Work to do: Print the line containing "shaped like [275,269]." and each line after it through the end, please, with nothing added.

+---+

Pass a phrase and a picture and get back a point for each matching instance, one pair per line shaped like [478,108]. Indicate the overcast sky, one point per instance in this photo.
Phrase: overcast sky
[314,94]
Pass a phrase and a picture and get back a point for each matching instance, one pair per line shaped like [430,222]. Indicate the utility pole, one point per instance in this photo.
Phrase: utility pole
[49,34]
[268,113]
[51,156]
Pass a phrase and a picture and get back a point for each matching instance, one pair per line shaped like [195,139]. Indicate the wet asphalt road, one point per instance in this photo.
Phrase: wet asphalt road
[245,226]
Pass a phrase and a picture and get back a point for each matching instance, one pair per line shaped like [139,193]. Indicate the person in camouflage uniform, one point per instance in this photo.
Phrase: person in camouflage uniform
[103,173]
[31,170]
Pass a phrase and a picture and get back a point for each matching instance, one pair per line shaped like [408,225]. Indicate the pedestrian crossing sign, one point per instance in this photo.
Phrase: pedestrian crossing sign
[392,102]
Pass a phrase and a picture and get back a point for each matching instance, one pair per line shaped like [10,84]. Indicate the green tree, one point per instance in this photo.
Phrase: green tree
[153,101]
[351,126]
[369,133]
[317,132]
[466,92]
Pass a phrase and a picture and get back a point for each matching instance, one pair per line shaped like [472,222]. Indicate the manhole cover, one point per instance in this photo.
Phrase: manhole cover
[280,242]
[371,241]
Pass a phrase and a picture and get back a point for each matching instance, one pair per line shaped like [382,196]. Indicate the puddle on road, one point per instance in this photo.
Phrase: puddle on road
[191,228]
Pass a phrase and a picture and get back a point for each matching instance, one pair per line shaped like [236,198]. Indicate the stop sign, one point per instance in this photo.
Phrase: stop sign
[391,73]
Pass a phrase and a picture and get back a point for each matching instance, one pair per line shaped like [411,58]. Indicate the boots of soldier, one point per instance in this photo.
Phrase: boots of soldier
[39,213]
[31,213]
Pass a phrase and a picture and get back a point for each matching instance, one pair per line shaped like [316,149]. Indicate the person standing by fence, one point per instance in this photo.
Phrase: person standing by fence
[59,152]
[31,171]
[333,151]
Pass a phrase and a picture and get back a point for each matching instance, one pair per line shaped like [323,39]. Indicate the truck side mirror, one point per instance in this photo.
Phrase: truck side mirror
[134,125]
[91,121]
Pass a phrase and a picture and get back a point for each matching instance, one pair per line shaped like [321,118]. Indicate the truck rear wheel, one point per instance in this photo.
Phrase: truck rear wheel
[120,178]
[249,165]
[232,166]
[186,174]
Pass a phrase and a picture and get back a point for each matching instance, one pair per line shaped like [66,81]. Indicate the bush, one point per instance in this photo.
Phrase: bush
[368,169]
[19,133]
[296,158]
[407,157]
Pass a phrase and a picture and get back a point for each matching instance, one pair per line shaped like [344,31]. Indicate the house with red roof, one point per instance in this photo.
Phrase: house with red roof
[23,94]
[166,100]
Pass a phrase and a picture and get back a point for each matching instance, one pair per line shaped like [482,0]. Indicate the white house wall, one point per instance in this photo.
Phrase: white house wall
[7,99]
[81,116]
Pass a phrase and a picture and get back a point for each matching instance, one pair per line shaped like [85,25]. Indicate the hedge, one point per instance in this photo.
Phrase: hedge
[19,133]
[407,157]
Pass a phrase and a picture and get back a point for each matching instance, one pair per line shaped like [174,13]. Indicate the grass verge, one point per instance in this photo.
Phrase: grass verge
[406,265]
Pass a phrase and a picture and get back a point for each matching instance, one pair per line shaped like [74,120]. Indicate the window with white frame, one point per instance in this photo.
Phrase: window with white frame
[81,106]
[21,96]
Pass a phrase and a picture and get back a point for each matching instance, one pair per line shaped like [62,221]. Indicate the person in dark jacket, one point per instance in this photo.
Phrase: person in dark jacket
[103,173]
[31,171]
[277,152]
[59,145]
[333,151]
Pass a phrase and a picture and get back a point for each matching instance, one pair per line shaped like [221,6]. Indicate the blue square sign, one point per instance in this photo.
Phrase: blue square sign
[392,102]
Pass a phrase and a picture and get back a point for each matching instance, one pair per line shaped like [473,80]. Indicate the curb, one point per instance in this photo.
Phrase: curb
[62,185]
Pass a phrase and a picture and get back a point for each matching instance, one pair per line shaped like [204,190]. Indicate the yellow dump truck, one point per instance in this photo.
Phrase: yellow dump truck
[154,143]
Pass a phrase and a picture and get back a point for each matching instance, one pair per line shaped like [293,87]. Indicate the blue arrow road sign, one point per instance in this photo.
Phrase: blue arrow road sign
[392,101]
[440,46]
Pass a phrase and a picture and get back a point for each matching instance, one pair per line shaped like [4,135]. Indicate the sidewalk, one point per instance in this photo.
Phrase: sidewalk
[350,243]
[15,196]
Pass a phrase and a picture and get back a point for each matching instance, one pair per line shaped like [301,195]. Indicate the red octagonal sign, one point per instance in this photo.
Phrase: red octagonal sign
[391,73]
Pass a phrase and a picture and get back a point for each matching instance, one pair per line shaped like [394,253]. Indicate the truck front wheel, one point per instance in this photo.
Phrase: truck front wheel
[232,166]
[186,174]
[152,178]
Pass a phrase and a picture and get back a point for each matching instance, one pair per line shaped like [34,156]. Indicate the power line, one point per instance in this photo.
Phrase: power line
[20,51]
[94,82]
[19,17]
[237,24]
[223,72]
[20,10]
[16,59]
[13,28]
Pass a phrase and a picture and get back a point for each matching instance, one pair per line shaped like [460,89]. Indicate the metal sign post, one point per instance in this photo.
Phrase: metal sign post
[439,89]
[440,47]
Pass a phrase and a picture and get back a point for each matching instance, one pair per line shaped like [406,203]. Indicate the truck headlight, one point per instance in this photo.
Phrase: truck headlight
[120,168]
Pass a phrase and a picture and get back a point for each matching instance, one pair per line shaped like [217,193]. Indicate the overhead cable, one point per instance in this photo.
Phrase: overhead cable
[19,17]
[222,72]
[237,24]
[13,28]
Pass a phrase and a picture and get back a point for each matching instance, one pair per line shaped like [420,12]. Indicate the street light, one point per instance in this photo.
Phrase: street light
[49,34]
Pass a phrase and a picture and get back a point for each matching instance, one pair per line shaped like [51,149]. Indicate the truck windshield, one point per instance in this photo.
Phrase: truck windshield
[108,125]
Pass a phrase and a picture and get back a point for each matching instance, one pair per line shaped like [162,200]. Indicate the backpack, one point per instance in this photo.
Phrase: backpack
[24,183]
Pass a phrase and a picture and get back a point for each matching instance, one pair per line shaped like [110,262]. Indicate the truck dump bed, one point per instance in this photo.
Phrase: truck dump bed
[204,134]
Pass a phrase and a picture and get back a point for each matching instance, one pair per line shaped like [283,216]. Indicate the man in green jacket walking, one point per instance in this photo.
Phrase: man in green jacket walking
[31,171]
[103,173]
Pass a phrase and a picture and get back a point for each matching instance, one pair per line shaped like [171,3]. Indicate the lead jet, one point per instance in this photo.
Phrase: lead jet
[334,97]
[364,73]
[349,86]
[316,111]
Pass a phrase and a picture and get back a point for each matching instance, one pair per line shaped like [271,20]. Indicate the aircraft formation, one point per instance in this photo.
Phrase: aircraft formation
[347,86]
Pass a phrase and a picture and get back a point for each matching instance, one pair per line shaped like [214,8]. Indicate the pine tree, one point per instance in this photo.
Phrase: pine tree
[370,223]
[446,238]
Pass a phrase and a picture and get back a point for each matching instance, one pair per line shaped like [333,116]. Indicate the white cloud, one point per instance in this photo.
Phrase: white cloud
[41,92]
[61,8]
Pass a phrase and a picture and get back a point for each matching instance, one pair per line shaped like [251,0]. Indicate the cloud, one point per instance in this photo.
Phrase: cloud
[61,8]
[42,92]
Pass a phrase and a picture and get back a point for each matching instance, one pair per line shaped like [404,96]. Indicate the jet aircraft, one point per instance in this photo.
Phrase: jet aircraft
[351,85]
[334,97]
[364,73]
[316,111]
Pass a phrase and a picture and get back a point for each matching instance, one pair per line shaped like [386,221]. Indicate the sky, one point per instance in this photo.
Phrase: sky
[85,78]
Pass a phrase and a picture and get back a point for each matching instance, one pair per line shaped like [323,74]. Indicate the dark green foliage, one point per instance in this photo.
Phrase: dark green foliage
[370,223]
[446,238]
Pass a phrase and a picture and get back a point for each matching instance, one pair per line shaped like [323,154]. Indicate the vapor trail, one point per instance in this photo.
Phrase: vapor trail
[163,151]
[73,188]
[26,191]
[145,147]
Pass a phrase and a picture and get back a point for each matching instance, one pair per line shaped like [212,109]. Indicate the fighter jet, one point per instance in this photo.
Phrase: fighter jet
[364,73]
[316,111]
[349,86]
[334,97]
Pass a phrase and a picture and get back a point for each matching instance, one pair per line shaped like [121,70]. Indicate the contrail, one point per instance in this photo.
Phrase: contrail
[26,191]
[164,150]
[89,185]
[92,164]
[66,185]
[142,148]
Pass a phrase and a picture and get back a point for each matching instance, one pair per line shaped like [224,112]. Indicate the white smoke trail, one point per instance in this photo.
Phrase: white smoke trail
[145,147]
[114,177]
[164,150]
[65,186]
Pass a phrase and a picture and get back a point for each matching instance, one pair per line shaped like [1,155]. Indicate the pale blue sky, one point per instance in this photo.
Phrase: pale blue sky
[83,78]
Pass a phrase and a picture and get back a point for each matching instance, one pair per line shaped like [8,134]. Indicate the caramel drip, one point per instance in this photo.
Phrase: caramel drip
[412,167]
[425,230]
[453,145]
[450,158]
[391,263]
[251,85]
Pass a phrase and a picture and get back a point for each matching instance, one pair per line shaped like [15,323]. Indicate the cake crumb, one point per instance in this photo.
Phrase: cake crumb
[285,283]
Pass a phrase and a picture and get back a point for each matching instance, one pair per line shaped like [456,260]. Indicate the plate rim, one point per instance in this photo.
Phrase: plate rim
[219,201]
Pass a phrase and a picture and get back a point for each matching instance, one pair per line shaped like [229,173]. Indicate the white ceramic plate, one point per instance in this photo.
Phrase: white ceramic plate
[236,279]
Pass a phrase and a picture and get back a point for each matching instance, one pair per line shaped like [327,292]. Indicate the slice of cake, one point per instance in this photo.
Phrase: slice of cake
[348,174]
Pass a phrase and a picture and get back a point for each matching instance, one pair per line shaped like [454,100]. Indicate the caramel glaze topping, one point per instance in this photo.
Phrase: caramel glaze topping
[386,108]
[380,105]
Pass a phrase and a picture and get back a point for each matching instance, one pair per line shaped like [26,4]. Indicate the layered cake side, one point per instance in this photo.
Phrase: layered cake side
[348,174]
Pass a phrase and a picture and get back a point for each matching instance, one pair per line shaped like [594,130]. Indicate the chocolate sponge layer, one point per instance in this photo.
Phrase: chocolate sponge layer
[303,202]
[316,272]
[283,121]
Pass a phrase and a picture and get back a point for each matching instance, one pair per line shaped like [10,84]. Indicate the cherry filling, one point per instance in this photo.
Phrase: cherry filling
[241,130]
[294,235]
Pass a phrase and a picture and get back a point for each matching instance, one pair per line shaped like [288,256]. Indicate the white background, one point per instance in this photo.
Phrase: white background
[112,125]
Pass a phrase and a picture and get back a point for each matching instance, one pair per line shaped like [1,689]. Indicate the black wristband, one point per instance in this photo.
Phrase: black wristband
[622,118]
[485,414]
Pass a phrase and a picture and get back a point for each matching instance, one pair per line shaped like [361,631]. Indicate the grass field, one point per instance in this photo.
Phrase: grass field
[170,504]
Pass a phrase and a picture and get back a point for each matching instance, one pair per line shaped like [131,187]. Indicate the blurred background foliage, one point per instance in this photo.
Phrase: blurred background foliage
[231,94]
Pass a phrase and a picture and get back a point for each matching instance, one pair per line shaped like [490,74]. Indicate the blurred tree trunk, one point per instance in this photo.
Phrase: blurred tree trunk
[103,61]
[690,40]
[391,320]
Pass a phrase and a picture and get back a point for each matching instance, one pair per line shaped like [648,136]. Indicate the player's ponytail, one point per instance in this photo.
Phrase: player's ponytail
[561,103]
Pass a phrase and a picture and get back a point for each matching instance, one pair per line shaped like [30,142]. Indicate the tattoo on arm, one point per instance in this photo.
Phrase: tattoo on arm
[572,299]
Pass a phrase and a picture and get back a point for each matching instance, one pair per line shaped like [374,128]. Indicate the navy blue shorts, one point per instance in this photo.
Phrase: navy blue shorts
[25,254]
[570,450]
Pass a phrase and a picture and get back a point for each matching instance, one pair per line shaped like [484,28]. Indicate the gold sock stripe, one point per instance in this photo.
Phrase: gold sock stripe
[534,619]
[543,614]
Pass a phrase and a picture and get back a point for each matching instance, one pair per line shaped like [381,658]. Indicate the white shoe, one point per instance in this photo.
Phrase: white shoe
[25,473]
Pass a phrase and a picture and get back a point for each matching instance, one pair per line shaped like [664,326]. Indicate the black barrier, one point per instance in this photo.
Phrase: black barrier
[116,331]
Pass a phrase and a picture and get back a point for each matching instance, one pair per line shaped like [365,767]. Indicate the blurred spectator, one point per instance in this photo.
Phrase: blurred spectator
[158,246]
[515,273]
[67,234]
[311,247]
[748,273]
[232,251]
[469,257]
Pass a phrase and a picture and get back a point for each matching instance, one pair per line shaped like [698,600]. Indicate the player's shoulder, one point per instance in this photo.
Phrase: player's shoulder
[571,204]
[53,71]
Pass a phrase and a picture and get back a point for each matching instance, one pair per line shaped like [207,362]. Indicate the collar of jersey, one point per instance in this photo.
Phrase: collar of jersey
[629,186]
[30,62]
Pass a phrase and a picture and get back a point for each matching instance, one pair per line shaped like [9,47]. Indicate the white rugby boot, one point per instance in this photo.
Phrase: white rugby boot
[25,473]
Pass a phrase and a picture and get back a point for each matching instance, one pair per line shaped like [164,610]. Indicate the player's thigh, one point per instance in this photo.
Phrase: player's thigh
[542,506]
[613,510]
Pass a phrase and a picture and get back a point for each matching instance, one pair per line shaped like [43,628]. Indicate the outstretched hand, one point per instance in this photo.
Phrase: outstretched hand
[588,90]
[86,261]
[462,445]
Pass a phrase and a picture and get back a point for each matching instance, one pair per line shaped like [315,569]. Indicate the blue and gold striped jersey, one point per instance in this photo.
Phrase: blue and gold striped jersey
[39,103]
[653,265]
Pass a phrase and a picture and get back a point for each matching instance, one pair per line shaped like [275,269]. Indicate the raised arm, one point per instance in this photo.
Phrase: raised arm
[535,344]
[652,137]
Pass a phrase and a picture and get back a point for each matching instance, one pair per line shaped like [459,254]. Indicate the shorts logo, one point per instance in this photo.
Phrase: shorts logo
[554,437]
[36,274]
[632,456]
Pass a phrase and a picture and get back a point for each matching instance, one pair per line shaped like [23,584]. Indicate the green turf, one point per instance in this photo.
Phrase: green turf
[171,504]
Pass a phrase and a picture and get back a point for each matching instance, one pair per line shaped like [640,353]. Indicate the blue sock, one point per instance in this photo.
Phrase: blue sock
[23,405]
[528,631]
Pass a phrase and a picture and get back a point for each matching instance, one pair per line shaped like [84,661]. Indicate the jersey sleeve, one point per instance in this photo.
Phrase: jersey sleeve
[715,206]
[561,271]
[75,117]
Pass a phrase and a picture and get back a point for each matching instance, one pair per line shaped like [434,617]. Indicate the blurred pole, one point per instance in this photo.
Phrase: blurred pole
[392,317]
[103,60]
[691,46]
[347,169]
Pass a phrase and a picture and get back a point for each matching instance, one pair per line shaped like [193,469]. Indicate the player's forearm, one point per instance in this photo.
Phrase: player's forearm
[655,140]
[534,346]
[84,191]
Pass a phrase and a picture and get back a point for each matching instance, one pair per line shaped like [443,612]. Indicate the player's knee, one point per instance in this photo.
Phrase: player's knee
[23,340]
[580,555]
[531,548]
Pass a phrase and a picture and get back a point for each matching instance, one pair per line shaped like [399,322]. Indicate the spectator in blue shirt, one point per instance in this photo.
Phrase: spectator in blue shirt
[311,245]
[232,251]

+---+

Output below:
Pass a phrase and a picture and get back a point for each matching instance, one pair per line shaped like [275,269]. Indicate the raised arm, one point per instance in this photo.
Phrase: raised arm
[535,344]
[652,137]
Pass a phrase and a picture and get back a point for each matching instance, one pair per line shaped like [459,254]. Indicate the shorts logo, one point per instance in this photo.
Phrase: shorts logo
[554,437]
[36,274]
[632,456]
Pass a phrase and a picture and get back a point for each matching instance, one pair per line shaped like [23,584]. Indicate the green turf, one point per instance in this photo.
Phrase: green turf
[171,504]
Pass a phrase and a picture and get back a point for each matching instance, one pair per line shaped like [640,353]. Indicate the blue sock, one point per instance in this photo.
Phrase: blue sock
[23,405]
[528,631]
Pass a phrase and a picture and get back a point for each matching instance, one pair per line shaped like [84,661]. Indicate the jersey sleeve, one point per instance in this photo.
Phrase: jersey sleeve
[715,206]
[561,271]
[75,117]
Pass a phrase and a picture and get back a point for each matching instance, one pair per line shaped like [434,617]. Indicate the blurred pole, one point per instance in this photo.
Phrase: blurred pole
[392,317]
[103,60]
[691,46]
[347,169]
Pass a phrase and a picture and get back a point for each matching instance, one pair per line shaped like [193,469]. Indicate the player's forearm, one point per instance in this photo.
Phrase: player's forearm
[655,140]
[534,346]
[84,191]
Pass a phrase and a picture and get back a point for each matching instance, one pair per line shaped like [443,612]. Indicate the player's knee, one point per instance in this photo.
Phrase: player's knee
[23,340]
[580,555]
[531,548]
Pass a phrase and a picture and get back a point for each matching instance, one pair per line shaped like [399,322]. Indicate the spectator in blue shirt, one point per instance in this photo.
Phrase: spectator in blue shirt
[311,245]
[232,251]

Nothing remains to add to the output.